Exercise aim: Pick every line out of the entries below that holds the string "girl", and report them.

Stored data:
==================================================

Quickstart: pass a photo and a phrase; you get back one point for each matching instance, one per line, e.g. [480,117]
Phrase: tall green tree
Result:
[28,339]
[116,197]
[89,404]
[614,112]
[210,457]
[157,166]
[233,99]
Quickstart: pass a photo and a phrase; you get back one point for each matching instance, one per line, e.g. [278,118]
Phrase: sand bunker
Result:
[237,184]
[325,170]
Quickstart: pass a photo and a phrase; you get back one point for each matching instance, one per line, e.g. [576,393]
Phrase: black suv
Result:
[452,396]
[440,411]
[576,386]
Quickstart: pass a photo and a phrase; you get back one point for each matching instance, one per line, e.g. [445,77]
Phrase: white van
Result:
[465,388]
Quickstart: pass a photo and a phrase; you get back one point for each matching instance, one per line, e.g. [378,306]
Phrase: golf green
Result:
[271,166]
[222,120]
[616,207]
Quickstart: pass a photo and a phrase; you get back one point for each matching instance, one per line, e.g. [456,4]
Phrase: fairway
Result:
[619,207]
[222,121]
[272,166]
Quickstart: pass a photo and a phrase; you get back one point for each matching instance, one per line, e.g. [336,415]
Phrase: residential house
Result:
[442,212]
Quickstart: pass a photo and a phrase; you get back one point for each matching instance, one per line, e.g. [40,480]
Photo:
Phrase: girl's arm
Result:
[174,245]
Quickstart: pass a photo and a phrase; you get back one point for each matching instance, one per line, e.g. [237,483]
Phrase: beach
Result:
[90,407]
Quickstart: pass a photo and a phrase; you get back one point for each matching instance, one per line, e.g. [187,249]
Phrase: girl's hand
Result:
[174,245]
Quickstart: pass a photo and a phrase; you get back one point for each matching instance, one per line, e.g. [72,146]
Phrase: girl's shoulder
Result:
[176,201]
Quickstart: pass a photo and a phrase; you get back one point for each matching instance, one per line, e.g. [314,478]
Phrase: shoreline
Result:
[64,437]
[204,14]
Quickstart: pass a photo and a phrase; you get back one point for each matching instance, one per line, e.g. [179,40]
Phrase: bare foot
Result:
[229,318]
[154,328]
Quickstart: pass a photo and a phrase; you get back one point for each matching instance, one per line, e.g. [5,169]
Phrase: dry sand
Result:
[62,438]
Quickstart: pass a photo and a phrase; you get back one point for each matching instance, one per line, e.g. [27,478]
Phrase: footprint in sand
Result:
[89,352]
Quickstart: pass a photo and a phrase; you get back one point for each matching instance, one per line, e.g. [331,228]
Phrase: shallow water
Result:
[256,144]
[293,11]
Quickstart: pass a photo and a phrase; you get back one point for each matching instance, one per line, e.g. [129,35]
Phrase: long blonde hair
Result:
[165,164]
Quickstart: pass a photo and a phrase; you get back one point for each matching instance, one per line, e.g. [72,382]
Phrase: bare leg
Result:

==================================================

The answer:
Phrase: girl's arm
Phrase: girl's hand
Phrase: girl's shoulder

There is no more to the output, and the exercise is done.